◆ **Изучаемый текст**:
--------------------------------
Он протянул мне руку, и я крепко ее пожал.

– Удачи вам, – сказал Бивитт. – Спасибо, что заехали в гости. Счастливо вам добраться обратно в Россию!

– Спасибо, Томас. Мы тоже были очень рады с вами познакомиться.

Попрощавшись с Вадимом, Бивитт с края пирса спрыгнул в лодку. Его суденышко «вразвалочку» поползло обратно к родному острову, борясь с темными водами Северного моря. Мы с Чижом завели байки и пустились в обратный путь – к дому Жени: нужно было забрать вещи и попрощаться, чтобы ехать в Эдинбург.

Глядя на придорожные деревья, листья которых блестели от капель после дождя, я вдруг подумал, что давно не чувствовал себя настолько умиротворенным. Обычно во время подобных путешествий я испытывал некоторое напряжение – боялся упустить что-то важное, какую-то мелкую, но значительную деталь, и потому снова и снова прокручивал в голове план, просматривал заметки на телефоне, словом, не был спокоен до окончания поездки. Ощущение покоя настигало меня уже по возвращении домой – этакое туристическое послевкусие. В этот раз все было несколько иначе.

«Что это? Волшебное влияние Шотландии? Конкретно Бивитта и Жени? Или и того, и другого понемногу? Плюс горный воздух, который прекрасно очищает мозги от суеты?»

– Не было у тебя такого чувства? – спросил я, когда мы уже вернулись в уютный женин дом и пили чай на кухне. – Ну, когда ты только переехала сюда?

– Не сразу, – медленно кивнула сестра Чижа. – Но появилось, да. Пока не адаптировалась, было какое-то беспокойство, но потом оно ушло, и я обрела некую… гармонию с собой.

– А сны?

– Сны?

– Сны тебе снились? Ну, как только переехали?

– Не помню, но… кажется, нет. А почему ты спросил?

– Просто в моих ощущениях, если у тебя нет этого состояния покоя, то сны не снятся. И ты засыпаешь-просыпаешься, как робот, по тумблеру – «вкл-выкл», «вкл-выкл»… рутина. Минимальный заряд энергией – только, чтобы хватило сил пережить следующий день.
--------------------------------
◆ **Исходные данные**:
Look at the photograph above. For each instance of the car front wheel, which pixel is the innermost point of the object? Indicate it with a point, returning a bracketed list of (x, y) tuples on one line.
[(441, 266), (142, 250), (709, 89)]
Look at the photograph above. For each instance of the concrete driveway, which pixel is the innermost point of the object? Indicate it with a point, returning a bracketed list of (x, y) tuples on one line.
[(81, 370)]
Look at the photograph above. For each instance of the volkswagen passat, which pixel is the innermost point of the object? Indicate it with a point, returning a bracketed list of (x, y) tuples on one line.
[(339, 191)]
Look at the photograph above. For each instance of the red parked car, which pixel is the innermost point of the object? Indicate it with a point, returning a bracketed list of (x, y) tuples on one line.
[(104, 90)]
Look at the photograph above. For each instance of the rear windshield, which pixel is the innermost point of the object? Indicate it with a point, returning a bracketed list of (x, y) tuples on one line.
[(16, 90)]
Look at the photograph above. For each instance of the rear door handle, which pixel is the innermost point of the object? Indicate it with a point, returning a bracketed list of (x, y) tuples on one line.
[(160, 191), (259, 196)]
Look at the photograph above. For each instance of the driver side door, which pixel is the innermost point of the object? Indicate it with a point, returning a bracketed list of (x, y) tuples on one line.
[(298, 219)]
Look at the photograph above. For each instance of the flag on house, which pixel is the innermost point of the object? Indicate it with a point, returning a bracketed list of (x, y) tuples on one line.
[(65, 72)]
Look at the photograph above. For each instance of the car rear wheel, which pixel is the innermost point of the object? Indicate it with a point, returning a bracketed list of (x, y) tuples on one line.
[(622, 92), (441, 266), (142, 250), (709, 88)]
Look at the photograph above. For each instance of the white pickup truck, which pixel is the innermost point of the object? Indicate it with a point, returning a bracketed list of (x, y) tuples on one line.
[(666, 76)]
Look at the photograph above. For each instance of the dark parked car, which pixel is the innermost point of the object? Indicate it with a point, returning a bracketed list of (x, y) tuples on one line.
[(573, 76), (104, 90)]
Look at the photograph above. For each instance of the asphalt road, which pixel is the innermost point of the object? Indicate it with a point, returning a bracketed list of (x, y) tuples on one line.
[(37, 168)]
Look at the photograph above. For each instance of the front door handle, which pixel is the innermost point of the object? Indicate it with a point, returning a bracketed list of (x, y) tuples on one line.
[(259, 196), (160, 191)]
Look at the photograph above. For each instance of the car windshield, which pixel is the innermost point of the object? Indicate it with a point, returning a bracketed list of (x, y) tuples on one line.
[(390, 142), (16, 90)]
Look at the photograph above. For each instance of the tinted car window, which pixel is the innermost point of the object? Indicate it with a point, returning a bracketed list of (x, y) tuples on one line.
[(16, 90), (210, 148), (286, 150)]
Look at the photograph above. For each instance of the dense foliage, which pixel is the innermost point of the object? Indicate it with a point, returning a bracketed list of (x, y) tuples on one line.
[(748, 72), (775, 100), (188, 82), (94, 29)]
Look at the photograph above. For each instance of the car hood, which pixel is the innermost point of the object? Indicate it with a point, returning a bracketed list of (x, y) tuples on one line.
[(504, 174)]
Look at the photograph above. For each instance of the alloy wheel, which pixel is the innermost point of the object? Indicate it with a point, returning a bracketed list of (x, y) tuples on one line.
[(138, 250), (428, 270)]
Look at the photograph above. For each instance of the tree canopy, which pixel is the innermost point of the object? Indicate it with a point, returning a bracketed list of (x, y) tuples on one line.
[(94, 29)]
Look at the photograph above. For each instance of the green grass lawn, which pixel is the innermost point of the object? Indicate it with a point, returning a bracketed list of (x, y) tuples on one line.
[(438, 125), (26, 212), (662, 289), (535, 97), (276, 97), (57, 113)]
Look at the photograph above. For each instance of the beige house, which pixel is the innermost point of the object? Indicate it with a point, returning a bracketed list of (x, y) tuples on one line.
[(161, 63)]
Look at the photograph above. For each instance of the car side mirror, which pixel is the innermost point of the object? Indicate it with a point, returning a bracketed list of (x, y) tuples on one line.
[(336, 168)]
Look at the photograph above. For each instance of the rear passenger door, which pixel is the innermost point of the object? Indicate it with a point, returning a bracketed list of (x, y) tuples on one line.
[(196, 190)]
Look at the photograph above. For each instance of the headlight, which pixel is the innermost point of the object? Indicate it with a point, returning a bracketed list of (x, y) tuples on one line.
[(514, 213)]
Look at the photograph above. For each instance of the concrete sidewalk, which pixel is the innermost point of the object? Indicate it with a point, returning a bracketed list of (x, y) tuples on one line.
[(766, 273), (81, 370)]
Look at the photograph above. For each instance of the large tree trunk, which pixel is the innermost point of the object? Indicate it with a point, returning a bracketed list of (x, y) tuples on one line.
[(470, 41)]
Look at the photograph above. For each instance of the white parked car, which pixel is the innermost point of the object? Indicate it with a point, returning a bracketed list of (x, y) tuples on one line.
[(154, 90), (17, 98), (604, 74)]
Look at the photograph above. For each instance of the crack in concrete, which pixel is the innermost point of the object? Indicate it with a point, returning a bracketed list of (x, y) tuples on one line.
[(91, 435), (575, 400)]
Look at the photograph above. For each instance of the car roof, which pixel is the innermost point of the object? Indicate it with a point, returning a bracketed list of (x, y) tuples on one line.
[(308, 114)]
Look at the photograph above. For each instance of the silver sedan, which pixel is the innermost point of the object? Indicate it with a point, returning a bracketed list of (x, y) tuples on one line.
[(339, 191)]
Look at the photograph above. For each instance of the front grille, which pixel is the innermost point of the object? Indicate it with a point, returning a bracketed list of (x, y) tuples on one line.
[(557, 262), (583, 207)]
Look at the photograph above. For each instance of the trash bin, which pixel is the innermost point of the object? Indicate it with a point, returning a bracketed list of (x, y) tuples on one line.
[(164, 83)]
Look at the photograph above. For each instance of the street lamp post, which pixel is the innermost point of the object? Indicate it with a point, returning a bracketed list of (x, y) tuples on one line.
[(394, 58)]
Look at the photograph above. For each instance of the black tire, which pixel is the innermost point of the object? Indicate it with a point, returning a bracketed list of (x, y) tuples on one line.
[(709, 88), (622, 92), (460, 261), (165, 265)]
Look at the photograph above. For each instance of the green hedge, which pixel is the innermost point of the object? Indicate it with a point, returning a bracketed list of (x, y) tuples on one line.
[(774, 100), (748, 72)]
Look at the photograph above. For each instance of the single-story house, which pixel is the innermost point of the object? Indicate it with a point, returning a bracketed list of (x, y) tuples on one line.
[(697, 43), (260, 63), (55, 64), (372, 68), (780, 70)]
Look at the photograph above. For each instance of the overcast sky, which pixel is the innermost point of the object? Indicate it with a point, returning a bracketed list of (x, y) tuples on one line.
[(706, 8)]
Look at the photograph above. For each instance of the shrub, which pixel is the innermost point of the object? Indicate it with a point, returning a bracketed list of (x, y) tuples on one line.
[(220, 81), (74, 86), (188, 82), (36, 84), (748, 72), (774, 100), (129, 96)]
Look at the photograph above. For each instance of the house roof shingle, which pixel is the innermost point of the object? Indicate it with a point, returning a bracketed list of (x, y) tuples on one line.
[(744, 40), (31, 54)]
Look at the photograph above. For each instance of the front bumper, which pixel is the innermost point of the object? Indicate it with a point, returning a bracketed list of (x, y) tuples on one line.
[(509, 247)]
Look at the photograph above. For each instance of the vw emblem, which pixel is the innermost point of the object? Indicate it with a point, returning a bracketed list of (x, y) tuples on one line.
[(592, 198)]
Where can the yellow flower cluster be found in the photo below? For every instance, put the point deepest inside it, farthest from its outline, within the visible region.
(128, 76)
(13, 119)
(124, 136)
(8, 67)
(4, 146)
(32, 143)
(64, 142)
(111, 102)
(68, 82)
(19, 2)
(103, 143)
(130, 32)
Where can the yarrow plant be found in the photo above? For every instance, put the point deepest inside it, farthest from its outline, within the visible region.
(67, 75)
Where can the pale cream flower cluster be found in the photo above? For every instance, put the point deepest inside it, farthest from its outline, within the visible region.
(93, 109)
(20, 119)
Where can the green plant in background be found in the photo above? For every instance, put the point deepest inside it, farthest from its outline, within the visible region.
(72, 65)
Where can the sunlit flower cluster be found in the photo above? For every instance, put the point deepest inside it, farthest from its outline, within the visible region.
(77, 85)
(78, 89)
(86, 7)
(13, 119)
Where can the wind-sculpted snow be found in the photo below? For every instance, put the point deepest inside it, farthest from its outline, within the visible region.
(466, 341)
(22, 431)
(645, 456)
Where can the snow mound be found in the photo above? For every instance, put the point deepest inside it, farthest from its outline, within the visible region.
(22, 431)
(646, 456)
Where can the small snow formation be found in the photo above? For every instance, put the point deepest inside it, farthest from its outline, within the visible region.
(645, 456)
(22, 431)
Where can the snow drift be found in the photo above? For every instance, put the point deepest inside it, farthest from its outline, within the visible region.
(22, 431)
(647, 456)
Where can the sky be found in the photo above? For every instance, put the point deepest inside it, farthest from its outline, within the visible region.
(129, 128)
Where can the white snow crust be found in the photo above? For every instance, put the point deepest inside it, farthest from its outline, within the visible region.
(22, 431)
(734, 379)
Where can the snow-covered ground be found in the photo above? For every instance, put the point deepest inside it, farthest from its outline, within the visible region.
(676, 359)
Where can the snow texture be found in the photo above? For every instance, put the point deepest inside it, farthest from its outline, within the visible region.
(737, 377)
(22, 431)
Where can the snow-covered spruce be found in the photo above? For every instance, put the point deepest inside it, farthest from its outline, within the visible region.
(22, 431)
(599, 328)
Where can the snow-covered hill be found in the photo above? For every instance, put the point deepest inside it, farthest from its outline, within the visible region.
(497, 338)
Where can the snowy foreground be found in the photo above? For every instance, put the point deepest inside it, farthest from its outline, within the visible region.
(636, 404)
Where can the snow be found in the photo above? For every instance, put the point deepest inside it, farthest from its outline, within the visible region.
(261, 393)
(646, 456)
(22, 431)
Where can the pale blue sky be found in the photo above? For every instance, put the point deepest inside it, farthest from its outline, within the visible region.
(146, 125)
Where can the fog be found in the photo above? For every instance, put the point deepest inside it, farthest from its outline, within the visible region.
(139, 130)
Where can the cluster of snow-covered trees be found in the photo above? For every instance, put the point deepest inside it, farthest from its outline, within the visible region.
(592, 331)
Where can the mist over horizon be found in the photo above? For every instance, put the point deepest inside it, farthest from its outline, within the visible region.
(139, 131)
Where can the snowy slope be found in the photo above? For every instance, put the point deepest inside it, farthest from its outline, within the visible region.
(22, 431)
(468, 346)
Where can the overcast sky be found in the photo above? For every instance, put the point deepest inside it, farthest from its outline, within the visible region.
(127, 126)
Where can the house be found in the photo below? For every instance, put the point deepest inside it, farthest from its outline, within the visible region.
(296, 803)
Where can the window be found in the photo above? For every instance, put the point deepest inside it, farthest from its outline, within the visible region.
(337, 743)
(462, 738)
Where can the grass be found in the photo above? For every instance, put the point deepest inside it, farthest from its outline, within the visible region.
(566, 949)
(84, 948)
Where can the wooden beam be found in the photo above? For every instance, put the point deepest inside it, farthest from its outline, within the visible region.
--------------------------------
◆ **Формулировка задания**: Объясните по изучаемому тексту, почему во время подобных путешествий рассказчик обычно не был спокоен до окончания поездки. Ответьте одним–тремя предложениями. Данные для выполнения задания не понадобятся.

◆ **Поле для ответа**: Он боялся упустить что-то важное, какую-то мелкую, но значительную деталь. Поэтому он снова и снова прокручивал в голове план и просматривал заметки на телефоне.